Identify every line in the listing below that contains the word "beak", and copy each one out in full. Case counts.

* Records shown *
↓↓↓

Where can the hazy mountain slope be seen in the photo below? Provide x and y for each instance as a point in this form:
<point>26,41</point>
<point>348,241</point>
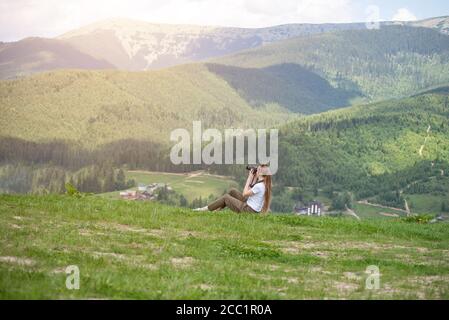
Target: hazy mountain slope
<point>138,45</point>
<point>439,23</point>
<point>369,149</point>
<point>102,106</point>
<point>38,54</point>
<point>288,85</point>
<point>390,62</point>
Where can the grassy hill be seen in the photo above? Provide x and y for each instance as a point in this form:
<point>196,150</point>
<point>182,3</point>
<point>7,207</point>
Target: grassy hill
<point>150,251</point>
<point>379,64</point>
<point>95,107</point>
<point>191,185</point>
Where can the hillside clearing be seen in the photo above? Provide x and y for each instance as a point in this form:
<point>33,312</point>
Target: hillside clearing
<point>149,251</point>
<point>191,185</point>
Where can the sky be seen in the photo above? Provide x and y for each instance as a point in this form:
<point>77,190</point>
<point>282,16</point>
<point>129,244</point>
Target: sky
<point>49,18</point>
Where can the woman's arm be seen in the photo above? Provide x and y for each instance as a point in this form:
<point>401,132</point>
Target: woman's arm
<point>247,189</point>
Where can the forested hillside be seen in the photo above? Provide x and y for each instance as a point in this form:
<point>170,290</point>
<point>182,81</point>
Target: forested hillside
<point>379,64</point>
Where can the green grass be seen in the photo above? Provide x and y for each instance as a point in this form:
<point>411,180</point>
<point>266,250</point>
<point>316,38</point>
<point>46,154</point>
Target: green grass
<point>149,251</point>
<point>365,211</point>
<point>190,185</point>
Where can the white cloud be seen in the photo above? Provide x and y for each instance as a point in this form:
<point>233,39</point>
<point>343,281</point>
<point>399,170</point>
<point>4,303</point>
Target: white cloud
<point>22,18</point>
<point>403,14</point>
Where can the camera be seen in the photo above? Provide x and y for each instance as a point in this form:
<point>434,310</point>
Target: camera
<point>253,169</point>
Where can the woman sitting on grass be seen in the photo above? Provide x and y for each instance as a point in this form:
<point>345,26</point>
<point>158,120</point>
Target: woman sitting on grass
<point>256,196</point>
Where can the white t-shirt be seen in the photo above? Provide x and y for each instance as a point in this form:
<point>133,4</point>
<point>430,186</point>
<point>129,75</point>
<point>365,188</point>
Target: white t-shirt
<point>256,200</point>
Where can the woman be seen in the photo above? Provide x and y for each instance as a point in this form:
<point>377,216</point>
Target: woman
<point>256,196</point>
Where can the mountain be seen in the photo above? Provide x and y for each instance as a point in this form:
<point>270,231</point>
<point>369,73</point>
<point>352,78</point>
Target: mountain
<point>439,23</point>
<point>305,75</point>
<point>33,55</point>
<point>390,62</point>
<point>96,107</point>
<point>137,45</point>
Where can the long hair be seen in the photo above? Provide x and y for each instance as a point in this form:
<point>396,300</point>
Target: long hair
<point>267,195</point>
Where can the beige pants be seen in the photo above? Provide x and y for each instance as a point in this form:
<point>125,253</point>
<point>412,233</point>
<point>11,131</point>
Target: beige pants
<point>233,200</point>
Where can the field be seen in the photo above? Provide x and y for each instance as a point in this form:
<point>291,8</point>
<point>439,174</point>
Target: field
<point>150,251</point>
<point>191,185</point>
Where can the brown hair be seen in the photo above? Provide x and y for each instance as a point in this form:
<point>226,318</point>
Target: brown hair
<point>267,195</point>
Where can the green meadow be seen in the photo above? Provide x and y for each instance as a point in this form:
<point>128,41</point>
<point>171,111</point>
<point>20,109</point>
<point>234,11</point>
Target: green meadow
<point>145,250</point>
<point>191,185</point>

↑↑↑
↓↓↓

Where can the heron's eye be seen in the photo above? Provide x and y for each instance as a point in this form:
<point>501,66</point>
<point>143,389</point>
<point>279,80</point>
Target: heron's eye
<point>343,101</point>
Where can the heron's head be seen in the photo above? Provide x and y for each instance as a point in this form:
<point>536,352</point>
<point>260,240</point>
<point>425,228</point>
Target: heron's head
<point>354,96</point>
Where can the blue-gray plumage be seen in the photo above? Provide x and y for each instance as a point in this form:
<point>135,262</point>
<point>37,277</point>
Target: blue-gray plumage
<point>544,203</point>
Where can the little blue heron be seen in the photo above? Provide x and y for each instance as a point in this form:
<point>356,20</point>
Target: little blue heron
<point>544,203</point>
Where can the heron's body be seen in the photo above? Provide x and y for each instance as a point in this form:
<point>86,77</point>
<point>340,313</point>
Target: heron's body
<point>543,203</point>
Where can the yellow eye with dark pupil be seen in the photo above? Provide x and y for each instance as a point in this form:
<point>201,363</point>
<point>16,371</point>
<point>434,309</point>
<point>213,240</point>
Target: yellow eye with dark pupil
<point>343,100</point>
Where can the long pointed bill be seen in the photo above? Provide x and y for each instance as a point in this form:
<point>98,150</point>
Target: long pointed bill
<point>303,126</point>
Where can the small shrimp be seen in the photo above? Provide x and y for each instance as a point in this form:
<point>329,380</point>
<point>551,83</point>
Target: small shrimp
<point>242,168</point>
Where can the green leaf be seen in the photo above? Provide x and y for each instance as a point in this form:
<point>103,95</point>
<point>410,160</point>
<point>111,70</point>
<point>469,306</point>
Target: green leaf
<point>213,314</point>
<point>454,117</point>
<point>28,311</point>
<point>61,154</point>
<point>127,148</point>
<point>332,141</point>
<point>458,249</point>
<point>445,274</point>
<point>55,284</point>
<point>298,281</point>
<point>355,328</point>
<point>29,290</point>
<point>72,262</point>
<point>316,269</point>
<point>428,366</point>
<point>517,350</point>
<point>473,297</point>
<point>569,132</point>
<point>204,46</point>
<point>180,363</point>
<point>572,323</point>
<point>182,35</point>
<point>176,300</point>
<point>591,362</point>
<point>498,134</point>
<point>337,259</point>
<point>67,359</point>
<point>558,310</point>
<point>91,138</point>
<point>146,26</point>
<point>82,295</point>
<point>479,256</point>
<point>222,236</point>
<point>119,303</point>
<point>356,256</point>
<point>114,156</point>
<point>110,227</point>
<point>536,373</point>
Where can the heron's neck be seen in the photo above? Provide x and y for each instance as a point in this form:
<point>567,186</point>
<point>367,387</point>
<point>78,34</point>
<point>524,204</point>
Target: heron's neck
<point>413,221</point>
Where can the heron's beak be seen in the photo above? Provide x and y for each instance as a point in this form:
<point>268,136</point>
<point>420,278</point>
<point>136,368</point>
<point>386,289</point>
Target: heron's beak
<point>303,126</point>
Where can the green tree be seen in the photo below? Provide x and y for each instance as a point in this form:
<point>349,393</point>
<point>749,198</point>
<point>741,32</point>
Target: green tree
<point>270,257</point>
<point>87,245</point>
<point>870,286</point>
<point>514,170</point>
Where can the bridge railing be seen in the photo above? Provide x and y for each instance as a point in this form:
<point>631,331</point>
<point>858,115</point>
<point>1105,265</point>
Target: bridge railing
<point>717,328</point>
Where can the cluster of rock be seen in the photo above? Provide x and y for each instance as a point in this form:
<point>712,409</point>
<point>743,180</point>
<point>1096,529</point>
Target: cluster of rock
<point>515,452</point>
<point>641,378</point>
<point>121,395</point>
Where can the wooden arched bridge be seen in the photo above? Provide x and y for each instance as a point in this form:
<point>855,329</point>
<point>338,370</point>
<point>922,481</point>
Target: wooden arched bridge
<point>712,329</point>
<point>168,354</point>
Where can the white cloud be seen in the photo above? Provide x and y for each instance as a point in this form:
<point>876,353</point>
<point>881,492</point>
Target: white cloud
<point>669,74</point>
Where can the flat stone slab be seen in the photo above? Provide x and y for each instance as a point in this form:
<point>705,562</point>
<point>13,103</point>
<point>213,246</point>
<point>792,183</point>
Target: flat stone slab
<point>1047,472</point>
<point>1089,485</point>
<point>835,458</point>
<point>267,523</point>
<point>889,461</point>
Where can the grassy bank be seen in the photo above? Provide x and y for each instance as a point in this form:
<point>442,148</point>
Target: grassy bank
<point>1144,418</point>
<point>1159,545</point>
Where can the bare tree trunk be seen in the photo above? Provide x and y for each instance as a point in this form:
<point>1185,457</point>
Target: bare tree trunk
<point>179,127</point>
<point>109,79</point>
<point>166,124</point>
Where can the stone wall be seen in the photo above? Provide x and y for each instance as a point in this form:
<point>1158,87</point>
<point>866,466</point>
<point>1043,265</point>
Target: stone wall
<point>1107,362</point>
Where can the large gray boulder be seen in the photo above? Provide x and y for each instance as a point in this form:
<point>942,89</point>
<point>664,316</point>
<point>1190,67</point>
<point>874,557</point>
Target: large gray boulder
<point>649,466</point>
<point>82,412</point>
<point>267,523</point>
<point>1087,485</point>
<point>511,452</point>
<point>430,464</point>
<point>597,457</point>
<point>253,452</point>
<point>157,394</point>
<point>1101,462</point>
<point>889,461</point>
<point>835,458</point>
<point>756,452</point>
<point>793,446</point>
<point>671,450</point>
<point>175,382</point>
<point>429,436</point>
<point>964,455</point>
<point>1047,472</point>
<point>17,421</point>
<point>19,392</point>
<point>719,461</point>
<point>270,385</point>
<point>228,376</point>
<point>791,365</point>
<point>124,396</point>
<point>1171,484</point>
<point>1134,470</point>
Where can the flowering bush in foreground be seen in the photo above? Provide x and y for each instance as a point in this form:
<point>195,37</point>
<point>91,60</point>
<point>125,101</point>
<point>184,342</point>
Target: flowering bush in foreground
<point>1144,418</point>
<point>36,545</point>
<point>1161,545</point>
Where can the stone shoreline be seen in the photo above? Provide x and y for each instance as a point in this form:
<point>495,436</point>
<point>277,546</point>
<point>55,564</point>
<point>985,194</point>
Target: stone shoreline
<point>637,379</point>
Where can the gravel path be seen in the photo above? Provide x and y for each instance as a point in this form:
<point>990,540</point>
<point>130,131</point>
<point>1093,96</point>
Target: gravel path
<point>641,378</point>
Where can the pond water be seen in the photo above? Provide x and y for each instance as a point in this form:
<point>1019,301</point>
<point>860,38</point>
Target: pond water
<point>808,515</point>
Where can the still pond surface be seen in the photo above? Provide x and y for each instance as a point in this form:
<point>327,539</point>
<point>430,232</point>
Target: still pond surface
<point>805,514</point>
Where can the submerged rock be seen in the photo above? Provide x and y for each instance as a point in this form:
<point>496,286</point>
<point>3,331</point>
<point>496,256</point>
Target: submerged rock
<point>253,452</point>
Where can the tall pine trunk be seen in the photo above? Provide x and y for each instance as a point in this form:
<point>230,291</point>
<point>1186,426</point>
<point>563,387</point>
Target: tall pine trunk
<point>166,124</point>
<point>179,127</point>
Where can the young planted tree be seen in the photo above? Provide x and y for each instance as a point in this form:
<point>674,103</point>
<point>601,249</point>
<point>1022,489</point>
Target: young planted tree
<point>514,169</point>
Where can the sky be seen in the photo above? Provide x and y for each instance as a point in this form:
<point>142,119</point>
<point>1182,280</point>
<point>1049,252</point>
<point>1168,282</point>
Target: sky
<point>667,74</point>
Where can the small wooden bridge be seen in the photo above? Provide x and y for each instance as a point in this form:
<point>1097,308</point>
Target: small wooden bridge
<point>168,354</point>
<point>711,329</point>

↑↑↑
↓↓↓

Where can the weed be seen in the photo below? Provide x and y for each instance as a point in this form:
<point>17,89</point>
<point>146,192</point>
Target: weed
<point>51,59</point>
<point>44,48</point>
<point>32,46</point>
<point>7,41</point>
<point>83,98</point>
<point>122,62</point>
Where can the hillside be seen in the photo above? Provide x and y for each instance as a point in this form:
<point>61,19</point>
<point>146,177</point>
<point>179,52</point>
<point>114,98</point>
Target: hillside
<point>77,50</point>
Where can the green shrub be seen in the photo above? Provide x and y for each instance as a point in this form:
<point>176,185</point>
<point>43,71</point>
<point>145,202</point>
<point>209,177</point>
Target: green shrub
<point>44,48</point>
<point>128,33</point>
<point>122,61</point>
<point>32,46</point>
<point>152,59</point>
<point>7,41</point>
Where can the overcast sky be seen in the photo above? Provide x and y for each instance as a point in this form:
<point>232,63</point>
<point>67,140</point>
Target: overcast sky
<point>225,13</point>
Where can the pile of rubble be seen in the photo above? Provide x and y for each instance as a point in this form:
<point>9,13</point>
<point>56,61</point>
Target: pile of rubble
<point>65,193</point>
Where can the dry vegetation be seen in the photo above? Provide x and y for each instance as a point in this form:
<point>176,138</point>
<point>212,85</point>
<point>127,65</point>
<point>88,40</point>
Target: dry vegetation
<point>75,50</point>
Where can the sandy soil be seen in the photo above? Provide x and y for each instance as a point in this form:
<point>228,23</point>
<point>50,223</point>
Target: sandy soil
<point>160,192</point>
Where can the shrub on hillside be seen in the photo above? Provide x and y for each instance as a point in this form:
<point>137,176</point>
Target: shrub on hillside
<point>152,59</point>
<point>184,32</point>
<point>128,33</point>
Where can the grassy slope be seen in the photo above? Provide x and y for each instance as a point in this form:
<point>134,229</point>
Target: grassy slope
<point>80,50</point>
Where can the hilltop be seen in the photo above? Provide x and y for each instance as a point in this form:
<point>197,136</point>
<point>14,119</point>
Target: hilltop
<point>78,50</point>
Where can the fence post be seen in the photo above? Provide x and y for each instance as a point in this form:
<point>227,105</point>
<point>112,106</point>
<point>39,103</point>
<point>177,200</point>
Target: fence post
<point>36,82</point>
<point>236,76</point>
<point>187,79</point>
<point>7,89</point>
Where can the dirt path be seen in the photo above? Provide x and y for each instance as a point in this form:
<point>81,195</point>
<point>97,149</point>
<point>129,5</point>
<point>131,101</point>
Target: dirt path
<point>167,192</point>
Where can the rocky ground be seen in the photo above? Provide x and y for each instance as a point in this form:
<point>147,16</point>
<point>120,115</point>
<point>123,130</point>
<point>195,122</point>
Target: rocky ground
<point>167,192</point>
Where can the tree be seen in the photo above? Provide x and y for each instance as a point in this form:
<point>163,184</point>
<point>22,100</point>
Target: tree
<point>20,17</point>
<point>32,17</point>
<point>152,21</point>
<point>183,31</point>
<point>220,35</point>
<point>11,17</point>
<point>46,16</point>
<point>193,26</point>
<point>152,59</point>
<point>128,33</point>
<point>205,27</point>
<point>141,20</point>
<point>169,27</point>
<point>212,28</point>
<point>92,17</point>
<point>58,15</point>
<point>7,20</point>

↑↑↑

* Result of the task *
Where can the heron's beak be seen in the photo above? Provide x and y for each instance as a point in this form:
Target: heron's beak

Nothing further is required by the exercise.